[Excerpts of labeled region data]
============
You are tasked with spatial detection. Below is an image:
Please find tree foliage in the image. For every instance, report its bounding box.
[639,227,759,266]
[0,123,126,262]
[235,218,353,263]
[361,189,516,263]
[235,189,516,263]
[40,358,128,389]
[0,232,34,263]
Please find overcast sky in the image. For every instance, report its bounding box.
============
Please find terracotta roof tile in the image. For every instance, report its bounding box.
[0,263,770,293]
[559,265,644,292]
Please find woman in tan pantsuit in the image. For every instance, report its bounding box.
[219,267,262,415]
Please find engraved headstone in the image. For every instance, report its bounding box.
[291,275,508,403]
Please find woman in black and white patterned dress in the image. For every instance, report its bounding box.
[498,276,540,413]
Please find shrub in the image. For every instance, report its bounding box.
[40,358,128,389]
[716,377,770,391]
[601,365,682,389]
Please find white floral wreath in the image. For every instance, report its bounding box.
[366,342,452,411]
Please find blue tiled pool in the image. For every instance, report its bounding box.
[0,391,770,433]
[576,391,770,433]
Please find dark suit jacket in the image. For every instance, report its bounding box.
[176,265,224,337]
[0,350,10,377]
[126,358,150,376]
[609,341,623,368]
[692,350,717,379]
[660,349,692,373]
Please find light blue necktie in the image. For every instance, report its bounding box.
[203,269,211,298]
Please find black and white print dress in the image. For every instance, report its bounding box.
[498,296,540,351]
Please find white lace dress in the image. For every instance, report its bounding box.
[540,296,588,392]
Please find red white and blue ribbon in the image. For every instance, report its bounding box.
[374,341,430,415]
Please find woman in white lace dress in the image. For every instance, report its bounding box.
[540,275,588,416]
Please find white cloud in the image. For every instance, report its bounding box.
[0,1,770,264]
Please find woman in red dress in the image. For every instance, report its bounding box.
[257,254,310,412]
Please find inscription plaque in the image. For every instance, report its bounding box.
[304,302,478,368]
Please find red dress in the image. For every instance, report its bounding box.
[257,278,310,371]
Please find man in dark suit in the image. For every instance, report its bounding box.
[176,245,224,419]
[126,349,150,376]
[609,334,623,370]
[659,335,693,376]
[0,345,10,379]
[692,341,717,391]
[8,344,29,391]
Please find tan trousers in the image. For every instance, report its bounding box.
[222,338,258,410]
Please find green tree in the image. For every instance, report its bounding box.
============
Exercise: Can you write out again the part that opens with the line containing "Please find light" and closes with the line containing "[498,296,540,351]", keeping the requests as they are but multiplying every bounding-box coordinate in the answers by 0.6 and rounding to whole numbers, with halves rounded up?

Answer to this exercise:
Please find light blue necktie in the image. For every instance, report its bounding box.
[122,161,127,179]
Please find black and white print dress in the image. For every instance, report its bounding box.
[299,178,324,211]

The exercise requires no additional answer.